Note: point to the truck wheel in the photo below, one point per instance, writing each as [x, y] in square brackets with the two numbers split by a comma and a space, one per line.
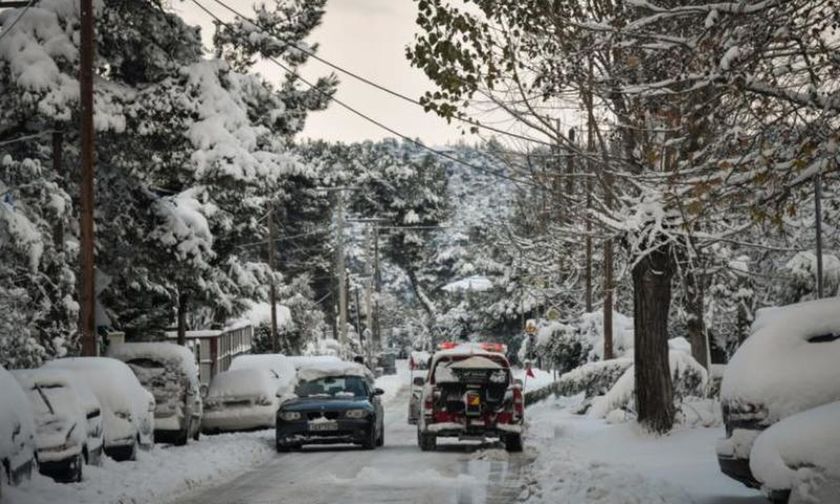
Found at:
[513, 443]
[428, 442]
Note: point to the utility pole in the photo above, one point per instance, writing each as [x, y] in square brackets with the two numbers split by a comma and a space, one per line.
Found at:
[341, 269]
[818, 218]
[58, 230]
[377, 280]
[272, 288]
[87, 296]
[369, 294]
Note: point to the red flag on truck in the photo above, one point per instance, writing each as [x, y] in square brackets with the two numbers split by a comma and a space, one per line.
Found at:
[528, 371]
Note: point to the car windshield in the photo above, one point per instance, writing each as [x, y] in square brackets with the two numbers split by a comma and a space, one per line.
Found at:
[333, 386]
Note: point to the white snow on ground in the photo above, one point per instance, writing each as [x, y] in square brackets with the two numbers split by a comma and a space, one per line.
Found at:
[769, 371]
[158, 476]
[539, 380]
[582, 460]
[800, 452]
[391, 384]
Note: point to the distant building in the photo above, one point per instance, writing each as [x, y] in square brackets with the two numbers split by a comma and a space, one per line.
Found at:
[215, 349]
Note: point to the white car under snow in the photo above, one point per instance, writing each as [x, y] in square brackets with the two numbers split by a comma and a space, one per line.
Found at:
[788, 365]
[64, 442]
[239, 400]
[799, 457]
[127, 408]
[17, 432]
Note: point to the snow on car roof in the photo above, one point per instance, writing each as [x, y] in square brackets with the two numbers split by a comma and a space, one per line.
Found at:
[318, 370]
[15, 411]
[160, 351]
[300, 361]
[111, 380]
[779, 368]
[797, 448]
[242, 382]
[278, 363]
[476, 362]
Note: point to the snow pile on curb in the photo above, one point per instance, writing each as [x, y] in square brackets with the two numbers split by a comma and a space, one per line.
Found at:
[160, 475]
[559, 475]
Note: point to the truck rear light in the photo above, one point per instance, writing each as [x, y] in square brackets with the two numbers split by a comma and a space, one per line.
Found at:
[518, 402]
[472, 403]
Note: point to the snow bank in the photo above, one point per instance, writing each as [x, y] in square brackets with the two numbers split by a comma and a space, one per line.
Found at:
[561, 473]
[800, 452]
[689, 380]
[778, 368]
[341, 368]
[160, 475]
[586, 460]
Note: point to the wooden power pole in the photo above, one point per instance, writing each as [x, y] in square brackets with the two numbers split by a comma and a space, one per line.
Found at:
[87, 295]
[272, 288]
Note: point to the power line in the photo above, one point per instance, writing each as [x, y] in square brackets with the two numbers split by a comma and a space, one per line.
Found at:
[20, 16]
[376, 85]
[496, 173]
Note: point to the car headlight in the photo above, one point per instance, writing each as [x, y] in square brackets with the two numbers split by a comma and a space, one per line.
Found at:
[289, 416]
[355, 413]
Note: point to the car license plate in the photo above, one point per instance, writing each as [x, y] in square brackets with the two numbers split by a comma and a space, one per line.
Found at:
[323, 426]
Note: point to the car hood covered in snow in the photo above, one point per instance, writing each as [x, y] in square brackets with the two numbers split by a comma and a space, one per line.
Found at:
[789, 363]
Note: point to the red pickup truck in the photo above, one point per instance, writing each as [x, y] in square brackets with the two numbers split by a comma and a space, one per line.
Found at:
[470, 394]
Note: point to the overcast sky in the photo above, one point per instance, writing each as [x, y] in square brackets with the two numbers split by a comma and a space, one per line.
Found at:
[368, 37]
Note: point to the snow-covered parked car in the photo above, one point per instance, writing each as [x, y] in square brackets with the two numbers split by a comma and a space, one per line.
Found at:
[170, 373]
[470, 394]
[300, 361]
[61, 425]
[798, 458]
[281, 368]
[127, 408]
[334, 402]
[240, 400]
[789, 364]
[17, 432]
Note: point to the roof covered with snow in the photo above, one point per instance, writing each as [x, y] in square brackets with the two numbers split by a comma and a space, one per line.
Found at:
[242, 383]
[318, 370]
[163, 352]
[475, 283]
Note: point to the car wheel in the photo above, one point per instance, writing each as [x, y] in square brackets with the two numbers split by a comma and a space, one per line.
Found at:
[513, 443]
[428, 441]
[76, 477]
[370, 441]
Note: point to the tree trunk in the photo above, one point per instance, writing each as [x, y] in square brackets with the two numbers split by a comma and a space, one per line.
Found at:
[694, 306]
[652, 299]
[183, 301]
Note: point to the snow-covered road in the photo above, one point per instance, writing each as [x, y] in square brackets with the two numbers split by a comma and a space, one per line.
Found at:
[398, 472]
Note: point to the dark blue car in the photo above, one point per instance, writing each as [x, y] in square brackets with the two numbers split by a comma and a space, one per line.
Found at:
[332, 409]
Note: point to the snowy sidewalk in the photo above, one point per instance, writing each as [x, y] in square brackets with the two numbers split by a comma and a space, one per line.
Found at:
[588, 461]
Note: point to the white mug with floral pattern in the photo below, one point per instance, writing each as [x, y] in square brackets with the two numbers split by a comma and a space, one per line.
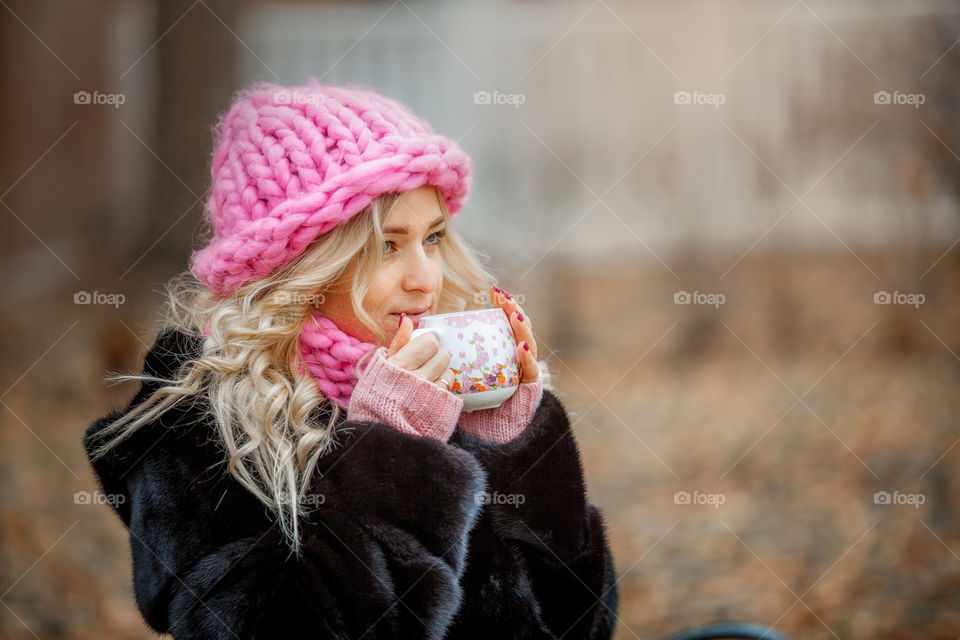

TASK DESCRIPTION ▸ Return each line of the data above that contains the string "wheel". Case matters.

SOLVED PROBLEM ▸
Note: point to the truck wheel in the photo below, one point per instance, writing each as [x, y] in square brackets with the two numbers split by a comma and a space, one per line.
Note: point to the car wheel in the photo above, one point per instance, writing each as [x, y] in square brackets with the two numbers split by a comma and a space, one per line.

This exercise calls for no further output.